Required task:
Scale the span of records from the line with "Please identify the chandelier" through the end of the records, writing out only those lines, requests included, with every point coordinate multiplied by 1.3 and rounded to a whole number, halves up.

--- BEGIN Stored records ---

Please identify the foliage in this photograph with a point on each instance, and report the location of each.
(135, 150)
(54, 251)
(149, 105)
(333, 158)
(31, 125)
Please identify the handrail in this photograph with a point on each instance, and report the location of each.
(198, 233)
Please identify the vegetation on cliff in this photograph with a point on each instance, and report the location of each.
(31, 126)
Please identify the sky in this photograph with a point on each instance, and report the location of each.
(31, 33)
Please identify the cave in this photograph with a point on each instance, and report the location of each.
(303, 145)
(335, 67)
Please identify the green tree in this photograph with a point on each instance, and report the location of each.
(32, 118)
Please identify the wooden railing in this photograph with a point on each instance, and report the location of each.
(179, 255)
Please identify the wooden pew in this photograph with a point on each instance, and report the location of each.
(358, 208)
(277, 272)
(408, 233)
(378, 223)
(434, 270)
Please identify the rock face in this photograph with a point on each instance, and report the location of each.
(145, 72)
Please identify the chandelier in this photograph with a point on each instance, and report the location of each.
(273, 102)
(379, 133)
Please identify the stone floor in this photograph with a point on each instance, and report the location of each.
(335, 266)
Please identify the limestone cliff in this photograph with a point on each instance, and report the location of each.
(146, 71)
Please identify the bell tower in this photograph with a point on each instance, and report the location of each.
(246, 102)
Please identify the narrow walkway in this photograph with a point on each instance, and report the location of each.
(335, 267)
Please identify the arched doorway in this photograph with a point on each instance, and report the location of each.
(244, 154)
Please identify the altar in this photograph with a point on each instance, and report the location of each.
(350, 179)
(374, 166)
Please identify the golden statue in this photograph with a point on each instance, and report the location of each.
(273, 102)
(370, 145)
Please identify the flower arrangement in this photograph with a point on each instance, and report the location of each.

--- END Stored records ---

Solution to the problem:
Please identify the chandelier in this photograph with a point on each instance, and report the location of each.
(355, 133)
(493, 173)
Please identify the stone floor in this photograph with a point on each instance, and report the location of each.
(436, 346)
Please identify the limestone cliff in this photograph with a point on each instance, and report the location of each.
(190, 92)
Please identify the bell tower in this photograph with a point on each instance, and report the location of each.
(320, 133)
Please identify the narrow walkway in this photograph with a point on each instance, and report the location of each.
(436, 347)
Please identify the arched doorway in this photograph with a point on each instance, and report the location of each.
(317, 200)
Please identify the altar in this photograph with a point on each instance, and report the location of each.
(455, 233)
(486, 216)
Please identify the golden statue in this photograph with a point on each instance, and report the location of each.
(355, 133)
(481, 189)
Please identify the flower arrangement in this photograph with a point on each instance, and report the location of each.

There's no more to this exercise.